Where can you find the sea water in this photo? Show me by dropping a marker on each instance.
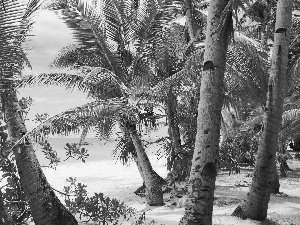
(101, 171)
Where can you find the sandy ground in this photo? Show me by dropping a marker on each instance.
(283, 209)
(118, 181)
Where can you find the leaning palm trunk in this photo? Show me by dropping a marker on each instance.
(153, 183)
(256, 204)
(201, 185)
(46, 208)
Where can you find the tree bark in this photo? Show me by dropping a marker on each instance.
(174, 132)
(153, 183)
(45, 206)
(190, 20)
(296, 144)
(4, 220)
(201, 185)
(274, 179)
(82, 137)
(256, 205)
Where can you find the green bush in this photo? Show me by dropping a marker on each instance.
(98, 208)
(238, 149)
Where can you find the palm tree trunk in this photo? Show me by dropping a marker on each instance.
(296, 143)
(4, 220)
(174, 133)
(154, 195)
(274, 179)
(201, 185)
(82, 137)
(256, 205)
(190, 19)
(45, 206)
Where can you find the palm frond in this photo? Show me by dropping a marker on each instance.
(189, 76)
(105, 127)
(247, 69)
(14, 26)
(76, 119)
(69, 81)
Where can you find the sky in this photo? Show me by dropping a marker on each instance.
(50, 34)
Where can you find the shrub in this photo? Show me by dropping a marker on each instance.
(98, 208)
(238, 149)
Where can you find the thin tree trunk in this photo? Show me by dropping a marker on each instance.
(296, 144)
(201, 185)
(190, 19)
(256, 205)
(174, 133)
(45, 206)
(274, 179)
(4, 220)
(154, 195)
(83, 136)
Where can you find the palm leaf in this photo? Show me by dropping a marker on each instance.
(76, 119)
(14, 26)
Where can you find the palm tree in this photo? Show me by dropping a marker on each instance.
(107, 66)
(201, 185)
(14, 25)
(256, 204)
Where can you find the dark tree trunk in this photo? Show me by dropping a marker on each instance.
(153, 183)
(201, 185)
(45, 206)
(174, 133)
(256, 205)
(296, 144)
(4, 220)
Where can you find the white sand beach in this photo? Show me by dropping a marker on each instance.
(102, 173)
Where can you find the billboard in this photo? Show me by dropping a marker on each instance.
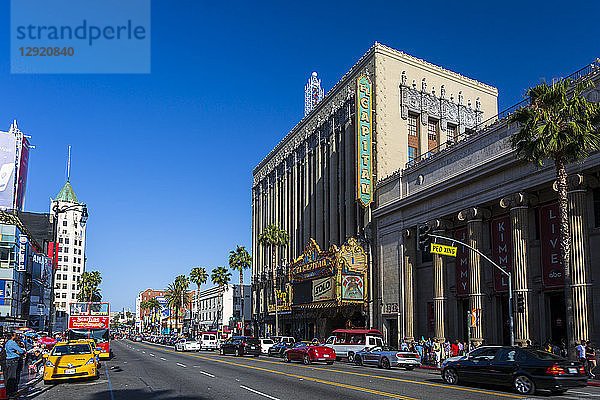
(88, 321)
(323, 289)
(8, 153)
(353, 287)
(552, 264)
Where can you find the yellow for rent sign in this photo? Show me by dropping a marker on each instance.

● **DIE AUFGABE**
Übertrage die Zeilen von der Zeile mit „Where can you find the billboard“ bis einschließlich der letzten Zeile des Materials in eine Markdown-Tabelle mit den Spalten „Nr.“ und „Zeile“, ohne Leerzeilen. Lass die Bilder in der Antwort weg.

● **ERGEBNIS FOLGT**
| Nr. | Zeile |
|---|---|
| 1 | Where can you find the billboard in this photo? Show me by dropping a marker on each instance. |
| 2 | (88, 321) |
| 3 | (323, 289) |
| 4 | (8, 153) |
| 5 | (353, 287) |
| 6 | (552, 264) |
| 7 | Where can you find the yellow for rent sign in this photo? Show me by dropping a marker on each instance. |